■ **Supplied records**
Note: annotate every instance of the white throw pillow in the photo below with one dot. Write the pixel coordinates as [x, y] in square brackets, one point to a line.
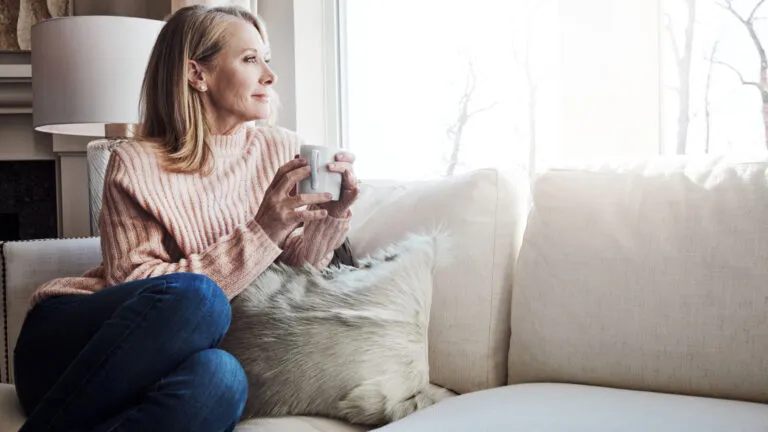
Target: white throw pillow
[485, 212]
[347, 343]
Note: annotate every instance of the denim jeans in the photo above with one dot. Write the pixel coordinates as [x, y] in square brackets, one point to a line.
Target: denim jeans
[139, 356]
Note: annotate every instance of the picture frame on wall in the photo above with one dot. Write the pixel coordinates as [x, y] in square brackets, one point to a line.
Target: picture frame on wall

■ **Task description**
Extract every line of the data exactly; pictures stay out.

■ **Answer to the problem**
Note: annotate every instance of the white throw pillow in the photo below with one dot. Write the pixel coordinates as [x, y] in square brackets, one point to a line.
Target: white throw pillow
[485, 212]
[347, 343]
Note: annotate every instance of the denim jeans in the photo above with one dot. Write the pixel coordinates as [x, y] in square brackets, one point to a line.
Target: denim jeans
[139, 356]
Note: annotate every instance of the picture frame on wall in the photo above with one dot. Write the pixel coordinates as [x, y] in square brackets, one point to a line.
Target: picture frame on wall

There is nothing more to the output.